Le keleli est un luth à deux cordes généralement confectionné par le musicien même. Sa caisse de résonance est constituée d'une calebasse hémisphérique ou d'une cuvette en bois ou en métal, sur laquelle est tendue une peau humide et souple de chameau, de chèvre ou de zèbre. Une fois la peau appliquée et attachée à de fines lanières de cuir, l'instrument est exposé au soleil, afin que la peau sèche et se tende. La table de résonance est pourvue de deux encoches et d'une ouverture destinées à la fixation du col. Ce dernier est réalisé en bois de dattier ou d'une autre essence flexible, et ne passe donc pas par la caisse de résonance mais bien par la membrane appliquée sur cette caisse. La largeur de l'encoche est à peu près équivalente à l'épaisseur du col, qui y est inséré. L'autre encoche est réalisée juste à côté de la grande entaille de 30 à 50 mm. La pellicule obtenue via cette ouverture est enroulée autour d'un petit rameau et repliée à l'intérieur de l'instrument. Le col traverse la peau pour la deuxième fois à ce niveau et y acquiert sa rigidité. Il arrive qu'un ou deux orifices sonores supplémentaires soient percés dans la peau à l'aide d'un poinçon brûlant. Les poils de la membrane sont soigneusement raclés.

○ ○ ○ ○ ○

CONSIGNE ÉCRITE 1:
D'après le texte sur le keleli, expliquez en une à trois phrases pourquoi l'instrument est exposé au soleil une fois la peau posée.
CONSIGNE ÉCRITE 2:
Recopiez à l'identique les lignes des enregistrements, de leur toute première ligne jusqu'à celle qui contient « <point>657,453</point> », cette dernière comprise.
Le texte et les enregistrements proviennent de sources distinctes.

○ ○ ○ ○ ○

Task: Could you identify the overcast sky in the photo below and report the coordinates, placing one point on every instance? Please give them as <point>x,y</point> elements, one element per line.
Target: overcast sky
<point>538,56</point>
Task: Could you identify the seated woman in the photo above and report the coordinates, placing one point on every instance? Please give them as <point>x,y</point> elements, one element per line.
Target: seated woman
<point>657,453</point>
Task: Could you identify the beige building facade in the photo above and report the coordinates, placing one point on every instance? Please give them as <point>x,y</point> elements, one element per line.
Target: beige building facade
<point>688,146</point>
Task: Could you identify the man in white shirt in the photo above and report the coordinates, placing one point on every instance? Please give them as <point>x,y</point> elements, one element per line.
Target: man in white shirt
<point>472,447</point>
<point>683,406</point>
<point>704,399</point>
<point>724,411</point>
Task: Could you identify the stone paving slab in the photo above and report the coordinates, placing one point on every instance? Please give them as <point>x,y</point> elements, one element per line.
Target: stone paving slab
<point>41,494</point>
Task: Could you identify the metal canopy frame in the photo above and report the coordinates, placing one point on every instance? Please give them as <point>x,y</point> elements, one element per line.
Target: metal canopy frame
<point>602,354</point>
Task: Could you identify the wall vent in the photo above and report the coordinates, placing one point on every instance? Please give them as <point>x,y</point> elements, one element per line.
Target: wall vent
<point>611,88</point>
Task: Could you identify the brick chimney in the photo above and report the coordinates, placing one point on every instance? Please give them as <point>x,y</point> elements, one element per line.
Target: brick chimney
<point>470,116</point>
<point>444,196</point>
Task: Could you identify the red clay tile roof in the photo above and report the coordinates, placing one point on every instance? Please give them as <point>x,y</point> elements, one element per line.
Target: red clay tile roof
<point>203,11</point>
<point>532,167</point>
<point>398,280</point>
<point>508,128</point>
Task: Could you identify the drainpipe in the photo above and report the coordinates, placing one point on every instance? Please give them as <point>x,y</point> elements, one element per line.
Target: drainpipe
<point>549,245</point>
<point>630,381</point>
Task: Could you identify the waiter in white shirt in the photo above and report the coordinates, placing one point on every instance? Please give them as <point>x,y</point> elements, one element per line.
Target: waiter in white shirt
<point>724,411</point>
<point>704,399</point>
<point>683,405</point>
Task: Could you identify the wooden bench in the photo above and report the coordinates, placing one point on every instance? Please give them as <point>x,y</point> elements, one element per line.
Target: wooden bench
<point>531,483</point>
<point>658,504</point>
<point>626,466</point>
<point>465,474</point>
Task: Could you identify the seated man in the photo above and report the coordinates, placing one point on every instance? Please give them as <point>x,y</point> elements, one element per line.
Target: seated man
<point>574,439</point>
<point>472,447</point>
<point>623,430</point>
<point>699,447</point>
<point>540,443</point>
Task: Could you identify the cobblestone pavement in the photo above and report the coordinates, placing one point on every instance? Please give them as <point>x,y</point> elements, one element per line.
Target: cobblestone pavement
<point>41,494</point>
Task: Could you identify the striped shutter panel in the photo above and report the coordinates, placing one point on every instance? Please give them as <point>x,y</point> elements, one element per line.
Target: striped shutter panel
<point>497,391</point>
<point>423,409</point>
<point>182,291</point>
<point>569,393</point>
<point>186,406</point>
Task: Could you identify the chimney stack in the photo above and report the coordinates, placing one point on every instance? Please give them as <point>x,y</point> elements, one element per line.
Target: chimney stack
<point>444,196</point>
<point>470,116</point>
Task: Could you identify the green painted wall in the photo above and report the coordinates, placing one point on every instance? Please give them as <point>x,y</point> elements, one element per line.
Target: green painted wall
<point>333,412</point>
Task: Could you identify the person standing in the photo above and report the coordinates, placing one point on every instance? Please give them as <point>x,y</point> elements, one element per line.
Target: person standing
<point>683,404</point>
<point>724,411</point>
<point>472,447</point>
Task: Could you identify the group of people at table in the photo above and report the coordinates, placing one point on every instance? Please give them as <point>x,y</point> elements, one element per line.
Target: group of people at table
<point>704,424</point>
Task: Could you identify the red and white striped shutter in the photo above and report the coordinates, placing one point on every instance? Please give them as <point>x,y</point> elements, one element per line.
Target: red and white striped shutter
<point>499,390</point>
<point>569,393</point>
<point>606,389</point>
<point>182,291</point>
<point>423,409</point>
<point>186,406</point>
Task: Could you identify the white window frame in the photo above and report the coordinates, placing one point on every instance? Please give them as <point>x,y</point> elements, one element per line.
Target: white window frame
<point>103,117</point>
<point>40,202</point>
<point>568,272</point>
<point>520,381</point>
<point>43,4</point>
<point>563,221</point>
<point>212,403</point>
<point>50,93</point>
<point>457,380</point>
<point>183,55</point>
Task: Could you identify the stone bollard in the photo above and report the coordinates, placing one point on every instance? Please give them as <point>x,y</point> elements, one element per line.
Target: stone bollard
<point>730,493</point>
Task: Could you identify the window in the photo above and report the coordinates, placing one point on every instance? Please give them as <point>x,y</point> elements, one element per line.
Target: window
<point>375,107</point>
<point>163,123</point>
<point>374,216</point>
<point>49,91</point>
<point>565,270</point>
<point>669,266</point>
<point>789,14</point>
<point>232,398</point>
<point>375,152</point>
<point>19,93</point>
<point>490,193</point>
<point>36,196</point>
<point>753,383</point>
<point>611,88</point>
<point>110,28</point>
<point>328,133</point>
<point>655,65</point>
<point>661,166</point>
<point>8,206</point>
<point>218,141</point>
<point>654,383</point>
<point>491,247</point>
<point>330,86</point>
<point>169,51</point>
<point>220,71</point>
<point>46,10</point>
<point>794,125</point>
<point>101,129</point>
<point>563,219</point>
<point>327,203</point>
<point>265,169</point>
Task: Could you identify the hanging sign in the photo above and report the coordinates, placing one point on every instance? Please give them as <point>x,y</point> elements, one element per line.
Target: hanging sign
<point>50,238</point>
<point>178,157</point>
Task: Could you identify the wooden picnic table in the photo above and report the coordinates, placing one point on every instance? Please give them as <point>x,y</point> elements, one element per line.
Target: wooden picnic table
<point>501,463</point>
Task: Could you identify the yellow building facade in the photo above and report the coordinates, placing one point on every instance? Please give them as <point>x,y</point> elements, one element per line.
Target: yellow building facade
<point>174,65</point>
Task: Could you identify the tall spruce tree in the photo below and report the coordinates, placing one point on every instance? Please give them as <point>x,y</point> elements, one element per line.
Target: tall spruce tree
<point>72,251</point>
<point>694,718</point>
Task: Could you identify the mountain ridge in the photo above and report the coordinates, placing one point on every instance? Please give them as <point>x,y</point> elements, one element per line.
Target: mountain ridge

○ ○ ○ ○ ○

RÉPONSE 1:
Une fois la peau humide et souple appliquée et attachée à de fines lanières de cuir, l'instrument est exposé au soleil afin que la peau sèche et se tende.

RÉPONSE 2:
Task: Could you identify the overcast sky in the photo below and report the coordinates, placing one point on every instance? Please give them as <point>x,y</point> elements, one element per line.
Target: overcast sky
<point>538,56</point>
Task: Could you identify the seated woman in the photo above and report the coordinates, placing one point on every instance? Please give them as <point>x,y</point> elements, one element per line.
Target: seated woman
<point>657,453</point>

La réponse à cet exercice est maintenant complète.